#### Extracted information

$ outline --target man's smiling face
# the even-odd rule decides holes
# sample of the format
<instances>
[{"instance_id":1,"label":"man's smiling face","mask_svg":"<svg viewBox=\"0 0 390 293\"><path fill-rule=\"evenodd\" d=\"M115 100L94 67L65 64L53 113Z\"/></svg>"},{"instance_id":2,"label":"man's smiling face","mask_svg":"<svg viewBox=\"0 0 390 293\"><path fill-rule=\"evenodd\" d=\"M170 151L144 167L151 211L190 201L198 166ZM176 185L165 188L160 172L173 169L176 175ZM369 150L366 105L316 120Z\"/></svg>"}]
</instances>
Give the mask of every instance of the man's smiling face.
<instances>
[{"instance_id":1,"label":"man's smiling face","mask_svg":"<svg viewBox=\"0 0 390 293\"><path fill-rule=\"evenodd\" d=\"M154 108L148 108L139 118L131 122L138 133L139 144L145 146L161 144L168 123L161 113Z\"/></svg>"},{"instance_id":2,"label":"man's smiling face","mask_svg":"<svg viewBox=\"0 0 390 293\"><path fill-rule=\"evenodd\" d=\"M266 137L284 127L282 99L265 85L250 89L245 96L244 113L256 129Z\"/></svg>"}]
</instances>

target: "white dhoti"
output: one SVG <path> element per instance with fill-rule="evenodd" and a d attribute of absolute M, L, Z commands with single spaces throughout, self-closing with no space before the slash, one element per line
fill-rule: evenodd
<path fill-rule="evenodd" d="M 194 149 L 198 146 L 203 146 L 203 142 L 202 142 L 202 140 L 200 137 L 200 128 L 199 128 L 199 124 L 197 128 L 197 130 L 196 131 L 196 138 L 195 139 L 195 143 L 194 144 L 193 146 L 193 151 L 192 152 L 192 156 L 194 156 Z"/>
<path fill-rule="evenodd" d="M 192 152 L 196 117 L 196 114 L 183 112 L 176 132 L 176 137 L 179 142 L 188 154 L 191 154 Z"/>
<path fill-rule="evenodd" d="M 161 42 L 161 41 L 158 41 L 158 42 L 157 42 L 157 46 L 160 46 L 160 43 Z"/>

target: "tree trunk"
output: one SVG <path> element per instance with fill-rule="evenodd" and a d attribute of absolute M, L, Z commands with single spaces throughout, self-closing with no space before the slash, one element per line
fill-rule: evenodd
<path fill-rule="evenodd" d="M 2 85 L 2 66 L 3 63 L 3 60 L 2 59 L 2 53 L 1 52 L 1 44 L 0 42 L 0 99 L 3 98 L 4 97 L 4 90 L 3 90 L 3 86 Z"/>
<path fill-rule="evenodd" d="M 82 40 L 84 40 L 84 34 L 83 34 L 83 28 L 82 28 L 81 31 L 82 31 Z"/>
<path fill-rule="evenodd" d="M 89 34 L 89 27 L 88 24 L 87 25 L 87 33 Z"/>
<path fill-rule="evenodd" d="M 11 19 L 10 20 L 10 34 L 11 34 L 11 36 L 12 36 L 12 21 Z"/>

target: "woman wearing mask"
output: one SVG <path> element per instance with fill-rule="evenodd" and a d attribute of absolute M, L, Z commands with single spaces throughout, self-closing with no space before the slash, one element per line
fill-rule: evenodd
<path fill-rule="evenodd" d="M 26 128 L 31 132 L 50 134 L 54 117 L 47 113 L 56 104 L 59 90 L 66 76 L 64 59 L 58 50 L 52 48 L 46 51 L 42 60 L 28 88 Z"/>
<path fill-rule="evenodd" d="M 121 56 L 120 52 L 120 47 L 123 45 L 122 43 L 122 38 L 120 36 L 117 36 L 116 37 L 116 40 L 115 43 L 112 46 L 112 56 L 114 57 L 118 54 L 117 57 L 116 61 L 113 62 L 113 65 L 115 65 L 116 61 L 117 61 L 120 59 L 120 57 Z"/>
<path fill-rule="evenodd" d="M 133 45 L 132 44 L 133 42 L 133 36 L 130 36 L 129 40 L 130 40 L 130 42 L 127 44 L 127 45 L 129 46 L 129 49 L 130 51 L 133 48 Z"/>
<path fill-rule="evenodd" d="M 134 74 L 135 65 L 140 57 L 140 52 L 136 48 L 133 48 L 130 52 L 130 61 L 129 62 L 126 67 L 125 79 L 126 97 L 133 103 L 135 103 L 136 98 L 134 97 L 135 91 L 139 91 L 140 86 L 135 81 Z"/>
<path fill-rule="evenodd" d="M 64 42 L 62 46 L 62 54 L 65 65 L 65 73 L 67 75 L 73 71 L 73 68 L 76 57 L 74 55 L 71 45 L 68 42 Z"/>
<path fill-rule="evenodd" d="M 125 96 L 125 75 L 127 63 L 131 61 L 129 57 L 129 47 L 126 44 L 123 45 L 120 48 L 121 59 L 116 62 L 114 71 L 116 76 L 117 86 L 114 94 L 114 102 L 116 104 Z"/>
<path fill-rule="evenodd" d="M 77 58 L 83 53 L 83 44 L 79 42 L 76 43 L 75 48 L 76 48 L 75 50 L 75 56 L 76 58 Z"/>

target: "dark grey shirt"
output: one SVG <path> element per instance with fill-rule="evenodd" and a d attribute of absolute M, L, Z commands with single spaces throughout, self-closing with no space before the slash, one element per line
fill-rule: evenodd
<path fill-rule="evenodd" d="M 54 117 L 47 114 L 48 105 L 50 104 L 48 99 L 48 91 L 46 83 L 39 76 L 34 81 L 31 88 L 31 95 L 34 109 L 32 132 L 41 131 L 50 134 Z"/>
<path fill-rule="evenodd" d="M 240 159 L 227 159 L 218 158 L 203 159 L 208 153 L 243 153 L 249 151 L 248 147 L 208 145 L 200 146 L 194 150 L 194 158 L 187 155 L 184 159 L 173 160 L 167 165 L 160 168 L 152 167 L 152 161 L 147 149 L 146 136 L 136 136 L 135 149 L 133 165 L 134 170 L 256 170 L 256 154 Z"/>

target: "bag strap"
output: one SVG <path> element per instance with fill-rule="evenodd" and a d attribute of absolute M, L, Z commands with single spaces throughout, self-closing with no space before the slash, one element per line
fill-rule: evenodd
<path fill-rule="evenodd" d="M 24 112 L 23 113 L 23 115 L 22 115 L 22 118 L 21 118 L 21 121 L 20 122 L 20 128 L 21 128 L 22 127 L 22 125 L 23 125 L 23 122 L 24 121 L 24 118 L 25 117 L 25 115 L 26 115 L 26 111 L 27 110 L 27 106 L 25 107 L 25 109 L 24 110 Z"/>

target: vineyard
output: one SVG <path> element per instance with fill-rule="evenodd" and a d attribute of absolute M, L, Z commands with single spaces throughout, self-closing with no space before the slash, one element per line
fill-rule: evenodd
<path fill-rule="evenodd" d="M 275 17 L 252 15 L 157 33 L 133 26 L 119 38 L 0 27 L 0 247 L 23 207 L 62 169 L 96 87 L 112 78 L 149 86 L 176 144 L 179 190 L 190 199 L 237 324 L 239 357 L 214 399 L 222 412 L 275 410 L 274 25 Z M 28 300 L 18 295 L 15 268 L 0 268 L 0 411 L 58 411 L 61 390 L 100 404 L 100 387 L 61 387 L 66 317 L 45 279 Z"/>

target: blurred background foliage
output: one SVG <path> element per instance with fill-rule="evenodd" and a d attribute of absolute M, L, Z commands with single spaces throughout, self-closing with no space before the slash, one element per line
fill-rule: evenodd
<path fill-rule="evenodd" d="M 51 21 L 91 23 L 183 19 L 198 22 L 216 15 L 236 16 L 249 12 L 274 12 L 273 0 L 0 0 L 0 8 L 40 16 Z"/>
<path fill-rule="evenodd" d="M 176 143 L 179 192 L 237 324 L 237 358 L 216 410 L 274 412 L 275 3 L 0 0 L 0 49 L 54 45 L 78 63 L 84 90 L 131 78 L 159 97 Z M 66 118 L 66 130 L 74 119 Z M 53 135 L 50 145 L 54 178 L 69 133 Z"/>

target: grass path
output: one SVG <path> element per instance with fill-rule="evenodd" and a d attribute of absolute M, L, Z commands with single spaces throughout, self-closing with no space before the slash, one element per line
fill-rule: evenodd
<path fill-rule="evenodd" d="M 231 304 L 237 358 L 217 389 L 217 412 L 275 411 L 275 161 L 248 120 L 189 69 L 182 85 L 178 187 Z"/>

#### Required task
Which lines in the entries above contain the string "target", with case counting? Return each such line in full.

#### Task output
$ outline --target man's smiling face
target: "white dhoti"
target: "tree trunk"
target: "woman wearing mask"
target: "dark grey shirt"
target: "bag strap"
target: vineyard
target: blurred background foliage
target: grass path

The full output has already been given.